EXERCISES TO COMPLETE:
1. According to the excerpt on the Senate and gun legislation, what is Alaska's population?
2. Write a continuation of the excerpt on the Senate and gun legislation, picking up after its final sentence.

When the Senate takes up the bill to expand background checks for gun purchases this week, we will hear plenty rationalizations for opposing it similar to the one offered recently by Heidi Heitkamp, the newly elected Democrat from North Dakota: “In our part of the country, [gun control] isn’t an issue. This is a way of life. This is how people feel, and it is extraordinarily difficult to explain that, especially to grieving parents.” Heitkamp’s bottom line: “I’m going to represent my state.”
That state has a population that did not crack 700,000 as of last year. In other words, that state is smaller than cities like Columbus, Fort Worth and Charlotte, and is only slightly larger than El Paso, Memphis and Nashville. North Dakota is separate from South Dakota only because Republicans who dominated the Constitutional Convention in 1889 thought it better to carve two Republican-leaning states out of Dakota Territory (railroad politics also played a role). And yet, North Dakota will have as much say this week as California, Texas, New York and Florida—how those 699,000 people “feel” in towns like Minot and Williston and Fargo will matter as much as how 38 million people “feel” in towns like Los Angeles and San Francisco and San Jose. Small, rural states will not only make it much harder to expand background checks to the huge gun shows where a big share of firearms are purchased, they may succeed in passing an amendment that would allow states with lax regulations for concealed-carry to trump stricter rules elsewhere—that is, to allow someone who got a concealed-carry permit in Wyoming (population 576,000, smaller than Portland, Oregon) to carry a concealed weapon in New York, where it’s much tougher to get a permit.
The undemocratic nature of the upper chamber of our legislative branch of government has been noted many times—it is, as the New York Times observed in an in-depth piece just a few months ago, “in contention for the least democratic legislative chamber” in the world, with the 38 million people who live in the 22 smallest states represented by 44 senators, while 38 million Californians are represented by two. But it is worth dwelling on this feature of our government again this week, because there are few issues where it makes itself felt as strongly as on guns. Max Baucus, the Montana Democrat, helped carry Obamacare to passage, but here he is on the background check bill: “I don’t support the bill, but I support open debate. Montanans are opposed to this bill—by a very large margin.” Montana’s population? Just over a million—a veritable giant by contrast with North Dakota, but also quite a bit smaller than Dallas, San Antonio and San Diego. And here’s Mark Begich shortly before he became one of two Democrats, along with Arkansas’ Mark Pryor, to decline to even allow the expanded background-check bill to come up for debate: In Alaska, he said, “We love our guns.” That’s nice! In Columbus, which has more people than Alaska’s 731,000, they love their Buckeyes, but that doesn’t mean they get to set national policy around them.

SOURCE MATERIAL:
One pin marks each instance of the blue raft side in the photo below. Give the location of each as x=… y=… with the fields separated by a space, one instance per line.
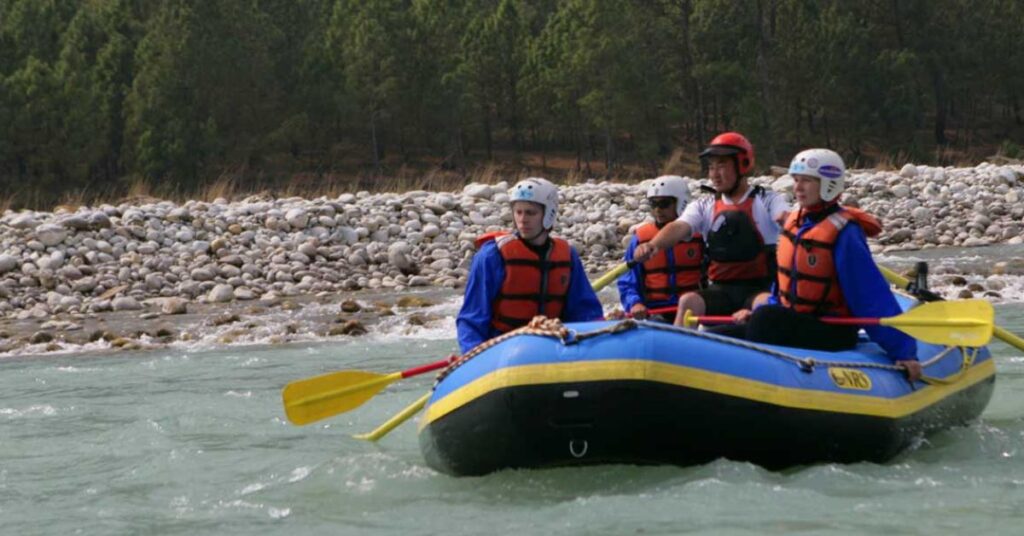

ANSWER LIST:
1. 731,000

2.
Bring this up, and the guardians of the wide-open spaces throw the Constitution in your face. But it’s worth recalling just how haphazardly this feature of our government came about, that it was not handed down from the mountaintop by James Madison. In fact, Madison, the father of the Constitution, vehemently opposed this design for the Senate when it was being debated at the Constitutional Convention. As a representative of one of the big states, Virginia, he was in favor of—gasp—apportioning votes in both legislative chambers by population. This fact is often lost on the small-state defenders, as I learned in the onslaught I received when I brought this matter up in 2009: They assume that because Madison supported one of the Senate’s initial undemocratic features—having its members selected indirectly, by state legislatures, in order to keep the Senate at a remove from the tempestuous masses—he must have supported undemocratic apportionment. He did not. He drafted the “Virginia Plan,” which called for two chambers, with members allotted by state population. Countering this was the “New Jersey Plan,” which called for only a single chamber with equal representation for each state (remember, this was pre-Short Hills Mall, and New Jersey was at the time a relatively small state.)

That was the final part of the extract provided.